* _Goal_: Add -5 to every bounding-box coordinate in the outputs of the rows running from the start through the line containing "[346,603,379,616]", both ends included. Write out all of those lines again with the requests unchanged.

* _Items from a data source_:

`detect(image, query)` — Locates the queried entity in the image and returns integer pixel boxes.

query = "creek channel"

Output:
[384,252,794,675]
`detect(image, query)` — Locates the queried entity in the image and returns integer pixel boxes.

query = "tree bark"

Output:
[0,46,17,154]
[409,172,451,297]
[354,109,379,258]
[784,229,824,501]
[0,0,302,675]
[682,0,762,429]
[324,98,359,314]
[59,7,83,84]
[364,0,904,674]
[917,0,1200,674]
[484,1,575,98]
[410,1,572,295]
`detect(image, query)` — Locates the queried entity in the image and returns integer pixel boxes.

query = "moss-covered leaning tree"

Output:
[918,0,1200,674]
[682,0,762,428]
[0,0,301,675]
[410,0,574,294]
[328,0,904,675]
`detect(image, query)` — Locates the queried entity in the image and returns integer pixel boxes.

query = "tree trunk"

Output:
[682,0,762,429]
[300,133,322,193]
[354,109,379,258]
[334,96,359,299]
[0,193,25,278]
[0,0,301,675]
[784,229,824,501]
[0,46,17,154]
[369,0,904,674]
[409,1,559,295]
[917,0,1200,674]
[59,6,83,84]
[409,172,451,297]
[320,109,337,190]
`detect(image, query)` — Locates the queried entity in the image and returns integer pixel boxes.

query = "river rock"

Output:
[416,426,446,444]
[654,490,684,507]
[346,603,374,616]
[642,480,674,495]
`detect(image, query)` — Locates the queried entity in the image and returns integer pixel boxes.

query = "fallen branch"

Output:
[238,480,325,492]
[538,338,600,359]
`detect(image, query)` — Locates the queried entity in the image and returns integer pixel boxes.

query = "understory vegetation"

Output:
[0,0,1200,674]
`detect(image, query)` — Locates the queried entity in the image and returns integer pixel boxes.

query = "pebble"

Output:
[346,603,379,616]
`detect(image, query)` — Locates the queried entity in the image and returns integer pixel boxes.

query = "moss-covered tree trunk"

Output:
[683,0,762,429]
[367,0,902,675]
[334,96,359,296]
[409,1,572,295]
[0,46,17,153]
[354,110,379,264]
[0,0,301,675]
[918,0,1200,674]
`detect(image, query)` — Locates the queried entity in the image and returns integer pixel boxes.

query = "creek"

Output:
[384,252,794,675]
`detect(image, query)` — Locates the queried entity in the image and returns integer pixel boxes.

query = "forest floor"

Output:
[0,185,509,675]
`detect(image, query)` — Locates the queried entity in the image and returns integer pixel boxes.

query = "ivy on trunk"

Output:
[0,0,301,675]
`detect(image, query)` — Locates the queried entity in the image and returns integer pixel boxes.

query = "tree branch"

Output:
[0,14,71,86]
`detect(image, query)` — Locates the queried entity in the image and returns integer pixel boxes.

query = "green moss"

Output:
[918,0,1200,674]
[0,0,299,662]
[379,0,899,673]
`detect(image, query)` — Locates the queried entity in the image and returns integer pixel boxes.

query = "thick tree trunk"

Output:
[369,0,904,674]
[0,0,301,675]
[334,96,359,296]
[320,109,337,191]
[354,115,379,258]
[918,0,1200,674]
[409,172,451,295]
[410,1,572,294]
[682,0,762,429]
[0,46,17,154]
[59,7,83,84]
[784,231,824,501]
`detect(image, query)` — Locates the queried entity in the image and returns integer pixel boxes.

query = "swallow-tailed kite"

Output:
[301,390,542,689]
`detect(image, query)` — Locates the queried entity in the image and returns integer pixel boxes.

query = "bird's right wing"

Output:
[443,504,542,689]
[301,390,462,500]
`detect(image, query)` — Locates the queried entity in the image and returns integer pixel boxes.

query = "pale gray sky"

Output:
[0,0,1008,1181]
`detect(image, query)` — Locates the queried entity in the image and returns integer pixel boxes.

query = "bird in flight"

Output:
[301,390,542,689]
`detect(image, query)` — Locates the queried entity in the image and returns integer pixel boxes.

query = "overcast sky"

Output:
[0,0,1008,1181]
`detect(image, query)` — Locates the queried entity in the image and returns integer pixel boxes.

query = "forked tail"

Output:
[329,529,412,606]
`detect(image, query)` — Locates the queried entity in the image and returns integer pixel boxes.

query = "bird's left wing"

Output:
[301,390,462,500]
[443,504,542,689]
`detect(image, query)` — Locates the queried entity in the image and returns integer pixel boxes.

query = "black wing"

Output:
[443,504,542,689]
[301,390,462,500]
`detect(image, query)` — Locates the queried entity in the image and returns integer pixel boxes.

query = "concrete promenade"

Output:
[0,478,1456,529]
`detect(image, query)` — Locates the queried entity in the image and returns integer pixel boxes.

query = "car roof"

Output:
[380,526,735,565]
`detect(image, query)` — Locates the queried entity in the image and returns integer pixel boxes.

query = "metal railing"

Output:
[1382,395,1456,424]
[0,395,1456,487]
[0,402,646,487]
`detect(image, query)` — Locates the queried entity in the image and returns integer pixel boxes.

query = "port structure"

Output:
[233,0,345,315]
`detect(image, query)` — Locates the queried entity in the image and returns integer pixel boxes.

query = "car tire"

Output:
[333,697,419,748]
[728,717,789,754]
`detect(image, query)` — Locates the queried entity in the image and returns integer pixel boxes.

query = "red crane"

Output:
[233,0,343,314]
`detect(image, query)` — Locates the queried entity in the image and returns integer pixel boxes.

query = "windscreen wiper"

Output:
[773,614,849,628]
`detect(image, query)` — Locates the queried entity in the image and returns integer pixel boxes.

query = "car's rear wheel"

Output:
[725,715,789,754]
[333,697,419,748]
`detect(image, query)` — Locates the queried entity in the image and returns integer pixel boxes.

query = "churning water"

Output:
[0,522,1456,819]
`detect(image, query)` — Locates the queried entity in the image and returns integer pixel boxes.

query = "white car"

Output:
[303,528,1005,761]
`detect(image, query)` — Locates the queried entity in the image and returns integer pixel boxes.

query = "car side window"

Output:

* _Response to the exercise_:
`detect(image, query)` — Locates the queried entity in the image and returns integer pixel boxes.

query = "creek channel"

Output:
[379,247,789,670]
`detect(image, query)` — Locates the queried entity in the image and returns integer pixel boxes.

query = "tree bark"

Output:
[-5,41,12,149]
[404,167,446,292]
[349,104,374,253]
[779,224,819,496]
[-5,-5,297,670]
[677,-5,757,424]
[319,93,354,309]
[54,2,78,79]
[359,-5,899,669]
[912,-5,1195,669]
[479,-4,570,93]
[405,-4,567,290]
`detect(image, query)` — Locates the queried entity in the image and returns integer pixel boxes.

query = "moss-covered leaning tree"

Output:
[913,-5,1195,669]
[677,-5,757,423]
[-5,-5,296,670]
[405,-5,569,289]
[323,-5,899,670]
`detect(image, query)` — Locates the queried entity in the image and returns integer pixel boxes.

query = "tree trunk"

Output:
[677,-5,757,424]
[295,128,317,188]
[349,104,374,253]
[329,91,354,294]
[-5,188,20,273]
[-5,-5,296,670]
[779,224,819,496]
[-5,41,12,149]
[364,-5,899,669]
[404,-4,554,290]
[912,-5,1195,669]
[54,1,78,79]
[404,167,446,292]
[315,104,332,185]
`detect(image, query)` — Locates the queried entity in the image and returns integer pixel boxes.

query = "river rock"

Output:
[411,421,441,439]
[649,485,679,502]
[341,598,369,611]
[637,475,669,490]
`detect(image, query)` — Locates the queried entity in the image and returns integer pixel boxes.

query = "fallen branch"

Output:
[233,475,320,487]
[533,333,595,354]
`detect(image, query)` — Locates the queried entity in the image and returns integer pixel boxes.

query = "understory vegetation"

Output:
[-5,-5,1195,669]
`detect(image, query)` — Locates the queried entity in the image and returns integer pixel boxes.

query = "pebble"

Output:
[341,598,374,611]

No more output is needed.